_PASSAGE GIVEN_:
# TextBlob
TextBlob is a powerful NLP Python library. It can be used to perform a variety of NLP tasks. Documentation for TextBlob can be found [here](https://textblob.readthedocs.io/en/dev/).

In [59]:
%%capture
# Install textblob
!pip install -U textblob


In [60]:
from textblob import TextBlob


## Corpora

In [61]:
%%capture
# Download corpora
!python -m textblob.download_corpora


In [None]:
import transformers
import sentencepiece
import nltk
nltk.download('omw-1.4')


## TextBlobs

In [63]:
my_blob = TextBlob("There is more than one way to skin a cat.")


In [64]:
my_blob


## Tagging Parts of Speech
A list of the different parts of speech tags can be found [here](https://www.geeksforgeeks.org/python-part-of-speech-tagging-using-textblob/).

code | meaning | example
--- | --- | ---
CC | coordinating conjunction |
CD | cardinal digit |
DT | determiner |
EX | existential there | (like: “there is” … think of it like “there exists”)
FW | foreign word |
IN | preposition/subordinating conjunction |
JJ | adjective | ‘big’
JJR | adjective, comparative | ‘bigger’
JJS | adjective, superlative | ‘biggest’
LS | list marker | 1)
MD | modal could, | will
NN | noun, singular | ‘desk’
NNS | noun plural | ‘desks’
NNP | proper noun, singular | ‘Harrison’
NNPS | proper noun, plural | ‘Americans’
PDT | predeterminer | ‘all the kids’
POS | possessive ending | parent‘s
PRP | personal pronoun | I, he, she
PRP\$ | possessive pronoun | my, his, hers
RB | adverb | very, silently,
RBR | adverb, comparative | better
RBS | adverb, superlative | best
RP | particle | give up
TO | to go | ‘to‘ the store.
UH | interjection | errrrrrrrm
VB | verb, base form | take
VBD | verb, past tense | took
VBG | verb, gerund/present participle | taking
VBN | verb, past participle | taken
VBP | verb, sing. present, non-3d | take
VBZ | verb, 3rd person sing. present | takes
WDT | wh-determiner | which
WP | wh-pronoun | who, what
WP$ | possessive wh-pronoun | whose
WRB | wh-adverb | where, when






In [65]:
# Use the .tags attribute to see parts of speech
my_blob.tags


## Sentiment Analysis

Sentiment analysis can be used to understand the feeling or emotion tied to the text. The sentiment attribute in TextBlob will return two values:
1. The **polarity score** (a float between -1.0 and 1.0). -1 is negative, 1 is positive.

_COLLECTED MATERIAL_:
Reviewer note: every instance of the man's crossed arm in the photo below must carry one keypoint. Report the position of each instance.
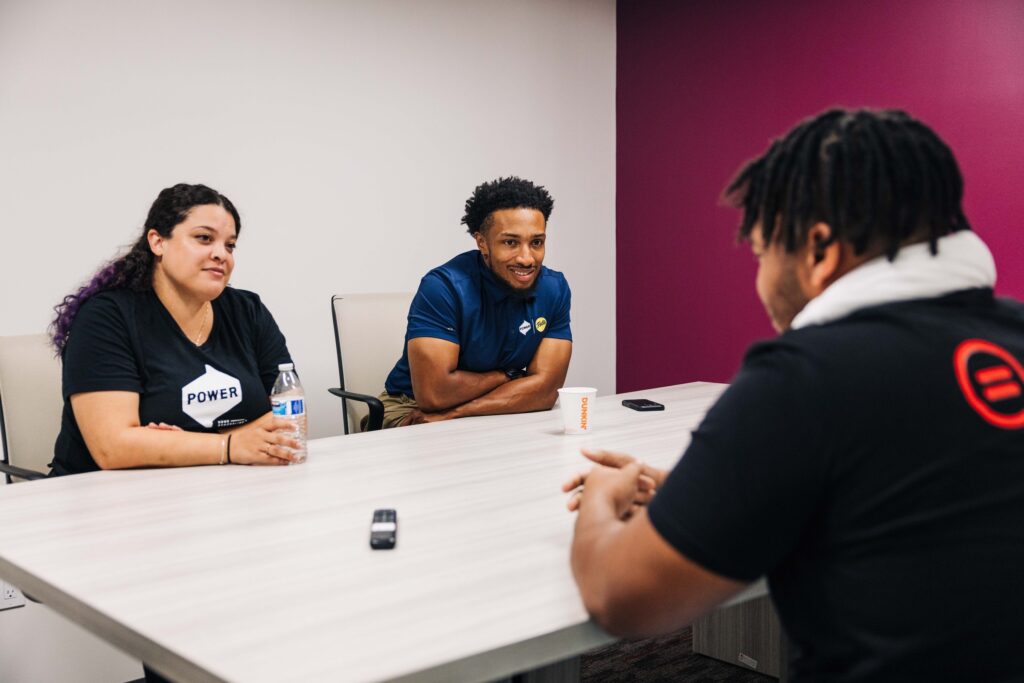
(442, 391)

_TASK STATEMENT_: Please decide whether each statement below agrees with the TextBlob page above, answering yes or no and quoting the words of the page that settle it. 1. The .tags attribute shows parts of speech. 2. The polarity score is a float between 0 and 1.0. 3. The example given for the NNS tag is ‘desk’.

_COMPLETE ANSWER_:
1. Yes: "# Use the .tags attribute to see parts of speech"
2. No: "(a float between -1.0 and 1.0)"
3. No: "NNS | noun plural | ‘desks’"